- CHALLENGE A
Write out the records word for word, everything from the first line of the records down to the line containing "[2,0,997,139]", with that line included.

- DOCUMENT TEXT
——————————
Position management is one of the 3 required skills needed for covered call writing and put-selling. When share price gaps up or down there is a strong possibility that an exit strategy opportunity will present itself. There are times, however, when no action is the best action. On June 26th, 2017, Luis contacted me about Blackbaud, Inc. (BLKB) when it gapped down from nearly $90.00 to $85.60. This tends to create a sense of urgency in us to act quickly to mitigate losses. It is important to stick to our game plan so that we make non-emotional decisions based on sound fundamental, technical and common-sense principles.
Price chart of BLKB showing the gap-down (sent from Luis)
BLKB Price Chart Showing 6/27/2017 Gap-Down
What caused the gap-down?
We first check the news to see the etiology of the price decline. In June 2017, tech stocks were volatile and declining after a meteoric rise the previous few months. The news events also showed an acquisition by BLKB which just happened to be made public on June 26th:
Price chart of the $90.00 call option
So far there appears to be no reason to panic and act immediately. Remember, we always have our 20%/10% guidelines to guide us when to buy back our call options. let’s look at a price chart of the 1-month $90.00 call option to see how it was impacted after the news announcement:
The yellow field depicts a slight decline in option value on the 26th despite the price decline. Knowledge of the option Greeks may offer an explanation. Delta is the amount an option value will decline based on every $1 of share price decline. But option value only dropped by about $0.05. A major factor is that when price declines significantly, the implied volatility rises and this will enhance the value of the option. This is analogous to our study of the S&P 500 which is inversely related to the VIX. Based on this chart, the 20%/10% guidelines are not met.
——————————
- RECORDED DATA
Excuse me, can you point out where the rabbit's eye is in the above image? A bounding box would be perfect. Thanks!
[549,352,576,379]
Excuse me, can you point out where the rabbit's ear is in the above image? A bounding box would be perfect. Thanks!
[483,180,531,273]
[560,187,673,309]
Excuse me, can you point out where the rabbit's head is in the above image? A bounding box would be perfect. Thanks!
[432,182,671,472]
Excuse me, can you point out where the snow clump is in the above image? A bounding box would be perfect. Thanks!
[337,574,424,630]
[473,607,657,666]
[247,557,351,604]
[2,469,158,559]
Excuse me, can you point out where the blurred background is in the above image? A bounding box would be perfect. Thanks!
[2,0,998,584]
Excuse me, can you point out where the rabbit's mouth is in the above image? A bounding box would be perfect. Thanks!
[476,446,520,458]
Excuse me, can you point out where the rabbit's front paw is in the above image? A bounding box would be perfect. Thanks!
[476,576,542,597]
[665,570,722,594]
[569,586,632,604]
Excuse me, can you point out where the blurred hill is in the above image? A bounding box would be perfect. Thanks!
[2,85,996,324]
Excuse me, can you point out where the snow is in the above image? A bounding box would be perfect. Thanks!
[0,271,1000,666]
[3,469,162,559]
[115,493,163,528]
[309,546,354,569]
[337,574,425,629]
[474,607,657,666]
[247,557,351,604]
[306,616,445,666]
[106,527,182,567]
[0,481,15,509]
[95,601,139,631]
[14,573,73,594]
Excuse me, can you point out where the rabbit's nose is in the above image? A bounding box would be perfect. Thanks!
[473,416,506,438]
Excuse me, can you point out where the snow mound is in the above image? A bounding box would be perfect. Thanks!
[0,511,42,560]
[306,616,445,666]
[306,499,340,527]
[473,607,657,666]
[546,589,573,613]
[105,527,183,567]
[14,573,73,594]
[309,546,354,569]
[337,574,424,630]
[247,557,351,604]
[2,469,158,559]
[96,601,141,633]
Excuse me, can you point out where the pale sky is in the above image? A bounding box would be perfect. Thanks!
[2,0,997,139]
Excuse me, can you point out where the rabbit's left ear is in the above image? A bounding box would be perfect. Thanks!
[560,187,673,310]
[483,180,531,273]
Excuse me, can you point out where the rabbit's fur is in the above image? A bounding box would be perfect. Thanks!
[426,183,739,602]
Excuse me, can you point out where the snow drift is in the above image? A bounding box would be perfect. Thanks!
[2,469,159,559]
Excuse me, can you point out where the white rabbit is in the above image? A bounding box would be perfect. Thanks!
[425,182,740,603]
——————————
- CHALLENGE B
Continue the article on managing a covered call position in Blackbaud after its gap-down, starting after its last sentence.

- TASK RESULT A
Excuse me, can you point out where the rabbit's eye is in the above image? A bounding box would be perfect. Thanks!
[549,352,576,379]
Excuse me, can you point out where the rabbit's ear is in the above image? A bounding box would be perfect. Thanks!
[483,180,531,273]
[560,187,673,309]
Excuse me, can you point out where the rabbit's head is in the above image? A bounding box would be perfect. Thanks!
[432,182,671,472]
Excuse me, can you point out where the snow clump is in the above image? A bounding box would be perfect. Thanks!
[337,574,424,630]
[473,607,657,666]
[247,557,351,604]
[2,469,158,559]
Excuse me, can you point out where the blurred background is in the above image? A bounding box would be perfect. Thanks!
[2,0,998,584]
Excuse me, can you point out where the rabbit's mouth is in the above image? A bounding box would be perfect. Thanks!
[476,446,520,458]
Excuse me, can you point out where the rabbit's front paw is in the above image? A bounding box would be perfect. Thanks!
[476,576,542,597]
[665,570,722,594]
[569,586,632,604]
Excuse me, can you point out where the blurred hill is in the above image? A bounding box would be perfect. Thanks!
[2,85,996,324]
Excuse me, can you point out where the snow is in the above image? A bounding box would be perfect. Thanks!
[0,271,1000,666]
[3,469,162,559]
[115,493,163,528]
[309,546,354,569]
[337,574,425,629]
[474,607,657,666]
[247,557,351,604]
[306,616,445,666]
[106,527,182,567]
[0,481,15,509]
[95,601,139,631]
[14,573,73,594]
Excuse me, can you point out where the rabbit's nose is in the above image? A bounding box would be perfect. Thanks!
[473,416,506,438]
Excuse me, can you point out where the snow mound is in the above image? A bounding box would be perfect. Thanks!
[0,511,42,560]
[306,616,445,666]
[306,499,340,527]
[473,607,657,666]
[546,589,573,613]
[105,527,183,567]
[14,573,73,594]
[309,546,354,569]
[337,574,424,630]
[247,557,351,604]
[2,469,158,559]
[96,601,141,633]
Excuse me, can you point out where the pale sky is in the above image? A bounding box would be perfect. Thanks!
[2,0,997,139]

- TASK RESULT B
Location in contract month
Another factor that dictates what, if any, action is required is the number of days remaining in the contract. After June 26th, there were still 19 trading days remaining until expiration of the July contracts leaving plenty of time for price recovery or appropriate use of our exit strategy arsenal.
Price movement by end of July 2017 contract
After the gap-down (blue line) the price fully recovered to $89.33 (red line) by the end of the July contracts. If the price continued to decline, the 20%/10% guidelines would have resulted in closing the short calls.
When there is a price gap-down in share value we must act or take no action based on a non-emotional analysis. This includes:
- Checking the news regarding the reason for the gap-down
- Analysis of option value in relationship to our 20%/10% guidelines
- Days remaining until contract expiration
Having a structured approach to investing will allow us to make our decisions without being influenced by two of our most egregious enemies: fear and greed.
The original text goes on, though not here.